◆ About this exercise:
Where does the string "below" appear in the records? Copy every line that contains it.

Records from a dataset
□ □ □ □

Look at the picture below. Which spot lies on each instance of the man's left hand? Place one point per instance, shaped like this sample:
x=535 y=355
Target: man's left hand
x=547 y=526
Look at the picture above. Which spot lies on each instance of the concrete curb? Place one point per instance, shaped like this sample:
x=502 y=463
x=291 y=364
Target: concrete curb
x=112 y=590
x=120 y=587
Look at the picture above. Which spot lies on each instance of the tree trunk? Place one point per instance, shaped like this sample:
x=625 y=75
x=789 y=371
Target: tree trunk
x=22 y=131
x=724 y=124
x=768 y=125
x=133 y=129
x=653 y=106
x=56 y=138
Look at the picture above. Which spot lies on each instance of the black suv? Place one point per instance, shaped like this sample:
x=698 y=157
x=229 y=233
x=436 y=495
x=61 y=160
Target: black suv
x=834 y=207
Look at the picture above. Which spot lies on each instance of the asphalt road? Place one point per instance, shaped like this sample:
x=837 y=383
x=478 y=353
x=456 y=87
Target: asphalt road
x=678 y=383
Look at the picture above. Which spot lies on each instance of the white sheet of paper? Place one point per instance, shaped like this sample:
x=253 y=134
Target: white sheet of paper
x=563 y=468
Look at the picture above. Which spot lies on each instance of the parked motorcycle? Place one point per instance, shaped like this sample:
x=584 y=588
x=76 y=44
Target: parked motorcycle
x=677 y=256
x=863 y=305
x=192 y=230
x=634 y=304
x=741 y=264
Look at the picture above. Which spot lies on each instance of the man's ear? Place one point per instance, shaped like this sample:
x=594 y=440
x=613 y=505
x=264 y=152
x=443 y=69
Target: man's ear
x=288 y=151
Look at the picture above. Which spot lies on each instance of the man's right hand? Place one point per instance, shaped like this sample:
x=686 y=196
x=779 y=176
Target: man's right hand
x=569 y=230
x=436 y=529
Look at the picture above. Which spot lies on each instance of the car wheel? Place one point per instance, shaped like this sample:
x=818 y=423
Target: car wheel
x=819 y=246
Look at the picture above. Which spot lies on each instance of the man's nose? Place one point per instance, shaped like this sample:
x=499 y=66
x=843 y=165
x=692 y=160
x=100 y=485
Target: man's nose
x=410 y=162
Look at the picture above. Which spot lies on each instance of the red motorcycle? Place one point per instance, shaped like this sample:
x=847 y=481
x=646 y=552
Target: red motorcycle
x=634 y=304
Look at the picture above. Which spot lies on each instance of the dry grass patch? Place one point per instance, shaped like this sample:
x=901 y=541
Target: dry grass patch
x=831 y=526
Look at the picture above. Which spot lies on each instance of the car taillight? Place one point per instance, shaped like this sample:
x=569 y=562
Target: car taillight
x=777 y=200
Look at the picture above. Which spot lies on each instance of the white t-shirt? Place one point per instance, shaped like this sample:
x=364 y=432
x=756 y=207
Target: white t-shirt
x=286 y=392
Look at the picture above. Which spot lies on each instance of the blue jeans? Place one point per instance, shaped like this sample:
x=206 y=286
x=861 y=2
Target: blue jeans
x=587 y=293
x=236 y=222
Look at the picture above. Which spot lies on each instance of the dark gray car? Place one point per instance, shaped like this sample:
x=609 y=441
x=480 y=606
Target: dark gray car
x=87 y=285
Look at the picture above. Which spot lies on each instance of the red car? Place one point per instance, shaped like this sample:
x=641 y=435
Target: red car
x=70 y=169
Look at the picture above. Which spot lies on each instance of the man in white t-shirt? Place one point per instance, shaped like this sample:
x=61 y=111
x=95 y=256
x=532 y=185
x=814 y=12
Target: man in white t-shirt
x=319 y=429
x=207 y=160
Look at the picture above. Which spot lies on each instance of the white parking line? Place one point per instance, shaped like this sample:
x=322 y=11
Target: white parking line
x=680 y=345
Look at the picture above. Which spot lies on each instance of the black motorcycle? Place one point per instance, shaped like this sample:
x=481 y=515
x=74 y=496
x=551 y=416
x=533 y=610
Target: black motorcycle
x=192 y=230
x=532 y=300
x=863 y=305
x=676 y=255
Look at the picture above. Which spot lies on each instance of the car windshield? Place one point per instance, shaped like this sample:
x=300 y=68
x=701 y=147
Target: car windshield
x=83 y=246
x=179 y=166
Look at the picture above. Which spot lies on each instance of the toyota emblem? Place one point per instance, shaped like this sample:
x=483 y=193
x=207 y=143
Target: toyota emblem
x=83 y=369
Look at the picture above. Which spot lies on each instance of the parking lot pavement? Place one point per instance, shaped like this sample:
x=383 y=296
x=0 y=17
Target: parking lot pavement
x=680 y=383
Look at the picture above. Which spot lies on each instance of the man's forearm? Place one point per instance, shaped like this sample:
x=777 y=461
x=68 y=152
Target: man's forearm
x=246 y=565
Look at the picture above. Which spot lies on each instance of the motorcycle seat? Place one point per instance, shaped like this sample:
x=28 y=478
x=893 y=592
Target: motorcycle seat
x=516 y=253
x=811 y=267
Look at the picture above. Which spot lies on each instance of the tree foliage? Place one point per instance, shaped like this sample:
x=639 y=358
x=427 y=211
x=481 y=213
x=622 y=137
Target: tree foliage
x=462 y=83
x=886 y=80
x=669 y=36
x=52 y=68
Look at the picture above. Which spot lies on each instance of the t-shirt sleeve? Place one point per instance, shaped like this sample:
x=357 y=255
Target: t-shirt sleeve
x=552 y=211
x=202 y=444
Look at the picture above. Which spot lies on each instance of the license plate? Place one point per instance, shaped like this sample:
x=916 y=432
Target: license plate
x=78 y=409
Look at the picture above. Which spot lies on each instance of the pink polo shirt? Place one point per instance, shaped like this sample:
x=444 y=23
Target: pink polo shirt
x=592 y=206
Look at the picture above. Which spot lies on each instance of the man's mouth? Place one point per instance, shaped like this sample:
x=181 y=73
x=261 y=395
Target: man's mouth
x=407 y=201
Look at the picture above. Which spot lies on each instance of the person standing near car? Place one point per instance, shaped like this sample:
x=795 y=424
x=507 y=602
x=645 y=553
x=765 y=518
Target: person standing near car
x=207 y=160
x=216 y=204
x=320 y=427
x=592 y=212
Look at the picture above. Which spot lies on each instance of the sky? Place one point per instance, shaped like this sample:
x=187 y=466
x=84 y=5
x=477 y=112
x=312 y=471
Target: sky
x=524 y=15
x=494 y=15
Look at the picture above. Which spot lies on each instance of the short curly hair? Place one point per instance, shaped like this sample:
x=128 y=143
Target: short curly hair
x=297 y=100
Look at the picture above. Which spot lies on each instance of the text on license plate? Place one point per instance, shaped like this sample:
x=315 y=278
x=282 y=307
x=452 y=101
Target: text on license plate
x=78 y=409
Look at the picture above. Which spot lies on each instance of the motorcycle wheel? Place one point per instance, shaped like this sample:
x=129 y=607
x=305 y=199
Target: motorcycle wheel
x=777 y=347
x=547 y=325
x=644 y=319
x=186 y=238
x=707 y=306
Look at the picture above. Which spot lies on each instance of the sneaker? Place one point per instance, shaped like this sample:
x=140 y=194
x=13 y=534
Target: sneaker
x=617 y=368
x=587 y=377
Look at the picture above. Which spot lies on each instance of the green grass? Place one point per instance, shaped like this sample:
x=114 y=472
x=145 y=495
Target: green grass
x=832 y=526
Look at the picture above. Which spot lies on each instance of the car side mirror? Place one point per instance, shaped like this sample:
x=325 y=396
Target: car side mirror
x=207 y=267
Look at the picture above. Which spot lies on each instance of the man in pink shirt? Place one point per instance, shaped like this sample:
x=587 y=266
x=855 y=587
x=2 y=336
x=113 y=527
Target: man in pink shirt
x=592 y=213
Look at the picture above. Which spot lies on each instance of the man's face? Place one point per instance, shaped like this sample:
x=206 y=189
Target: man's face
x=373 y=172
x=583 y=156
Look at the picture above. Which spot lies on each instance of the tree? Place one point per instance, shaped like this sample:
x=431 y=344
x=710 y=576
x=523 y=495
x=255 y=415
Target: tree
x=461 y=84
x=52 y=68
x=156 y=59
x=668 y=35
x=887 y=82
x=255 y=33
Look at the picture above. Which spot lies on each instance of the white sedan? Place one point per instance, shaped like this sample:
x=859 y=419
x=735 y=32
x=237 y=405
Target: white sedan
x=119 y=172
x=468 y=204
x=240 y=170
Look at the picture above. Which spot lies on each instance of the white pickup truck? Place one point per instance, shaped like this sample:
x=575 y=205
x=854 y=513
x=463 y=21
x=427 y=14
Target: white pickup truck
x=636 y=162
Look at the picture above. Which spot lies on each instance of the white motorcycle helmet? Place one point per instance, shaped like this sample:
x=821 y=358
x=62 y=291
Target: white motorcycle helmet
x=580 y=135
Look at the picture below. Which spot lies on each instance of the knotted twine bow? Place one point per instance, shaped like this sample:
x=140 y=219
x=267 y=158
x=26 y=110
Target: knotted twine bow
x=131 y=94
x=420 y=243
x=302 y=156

□ □ □ □

◆ Task response:
Look at the picture below. Which spot lies on each instance of the man's left hand? Place one point per instance, shaped like this sample:
Look at the picture below. Which spot lies on each instance of the knotted twine bow? Place one point per instance, shaped like this sample:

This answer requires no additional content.